== Passage for review ==

------------------------

We can think of Elspeth working in one of the most dangerous places in world. Osama Bin Laden lived and was killed just sixteen miles from her hospital in the town she goes to do her shopping. But Elspeth has no desire to return home to the relative safety of Scotland; she knows that she is safest in the place where God wants her to be and that He is the master of the storms that rage around her. It is better to be at the centre of the storm with Jesus than on the dry ground on your own.
Ten when we zoom forward some 1 300 years to the days of Luther and Calvin we find that Tertullian’s method of understanding the Bible as a series of pictures had become so overgrown with outrageous interpretations that these two great Bible scholars swept away all the allegorical interpretations and hauled the church back to thinking about the words that are actually written down in the Gospels. When we read the story this way two great thoughts press upon us. Firstly there is the weakness of the disciples. After hearing Jesus turn away the very bright young man who seemed to have only and intellectual interest in the things of God and then the chap who seemed to be formality and keeping the rules did the disciples have big ideas of themselves as they got on board the boat and set sail for the other side of the Sea of Galilee? They were soon reduced to nervous wrecks as an earthquake ripped apart the sea bed beneath them, huge waves came up from the floor of the sea and the storm howled around them. Were they learning the great lesson that it is who our faith is in that matters not how strong or weak we are? Then they see just how great their Lord is the earthquakes, the waves, the winds and the rain all obey His command. This was the understanding they needed as the storm and earthquake of Jesus’ arrest and trial broke upon them. That night too their faith was shattered, they surrendered to their darkest fears self-preservation drove them to desert and deny Jesus but Jesus in the majesty of His being is greater than our failure.

------------------------

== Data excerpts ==
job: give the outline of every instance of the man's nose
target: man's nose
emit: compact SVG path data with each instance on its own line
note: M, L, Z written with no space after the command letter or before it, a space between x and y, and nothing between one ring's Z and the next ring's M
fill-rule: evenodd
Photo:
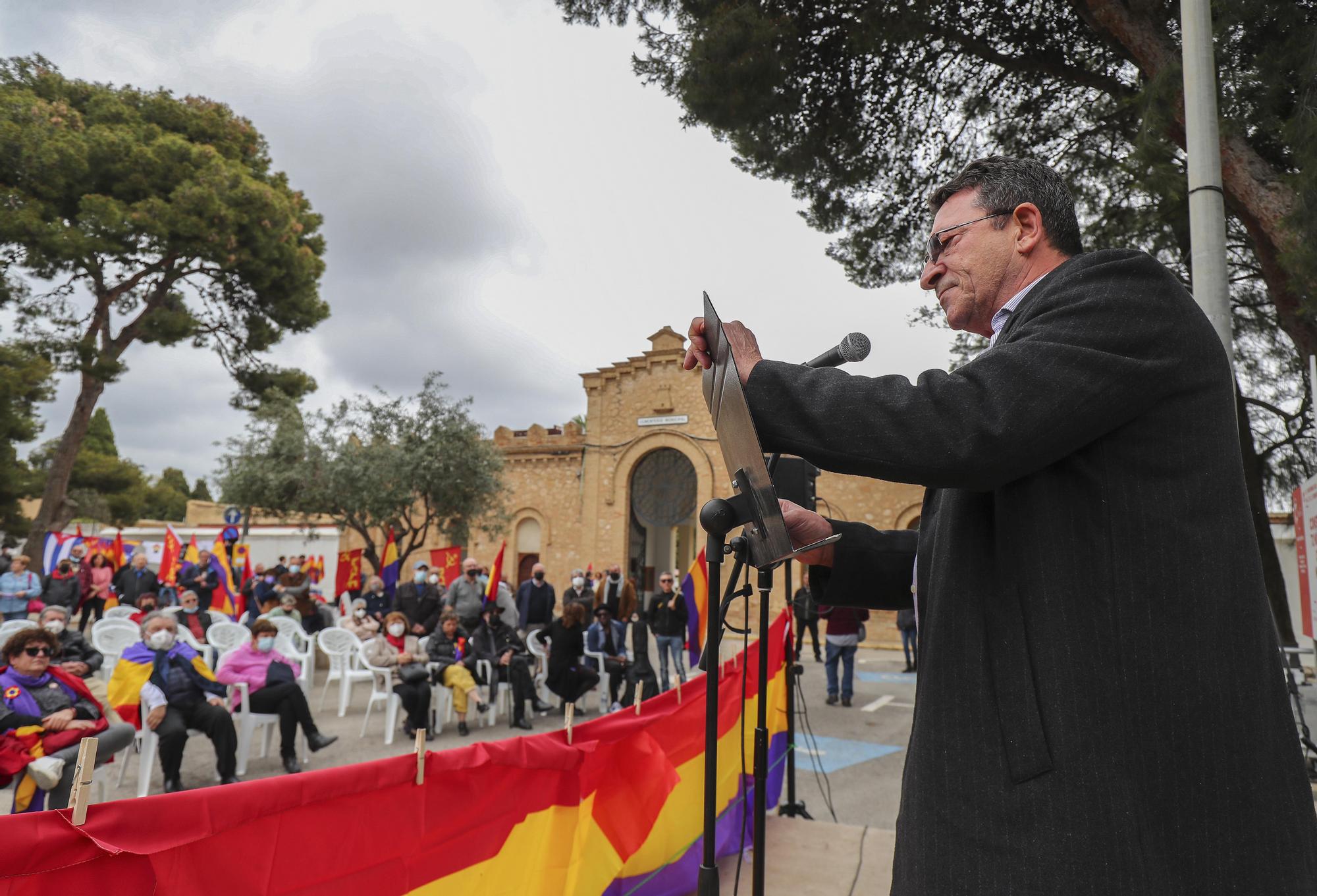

------------------------

== Assignment 1 ==
Repeat the part of the sermon on the storm at sea that runs between "We can think" and "on your own.", inclusive.
== Assignment 2 ==
Carry on writing the sermon on the storm at sea from the point where it stops.

== Answer section 1 ==
We can think of Elspeth working in one of the most dangerous places in world. Osama Bin Laden lived and was killed just sixteen miles from her hospital in the town she goes to do her shopping. But Elspeth has no desire to return home to the relative safety of Scotland; she knows that she is safest in the place where God wants her to be and that He is the master of the storms that rage around her. It is better to be at the centre of the storm with Jesus than on the dry ground on your own.

== Answer section 2 ==
But now as I read the story I begin to see another understanding of the story begin to emerge. Jesus promises us ‘I will never leave you or forsake you.’ He binds Himself to us with an unconditional promise that flows wholly out of His sovereign goodness. It is the same relationship god had with Israel in the Old Testament. Israel finds herself in slavery in Egypt, she cries out in prayer and God comes and delivers her. Here the disciples are in this boat they are in the greatest peril they pray and Jesus rises up and delivers them. He is a mighty friend who is always, always there.
When I was studying Civil Engineering for a year I lived at Heriot Watt University’s campus at Riccarton. During the final term there was an outbreak of dysentery. We were all summoned to a large hall and told that we had to nominate a friend who would look after us should we fall ill. I never felt so low in my life; none of my friends stayed on the Campus they all stayed in Edinburgh. Thankfully I was not ill but I have never forgotten that feeling of abandonment and loneliness. We can face anything in life if we have a friend who promises never to leave us or forsake us at our side.
Four different perspectives on this story, four different views of how Jesus looks after His people; together they tells us Jesus is able.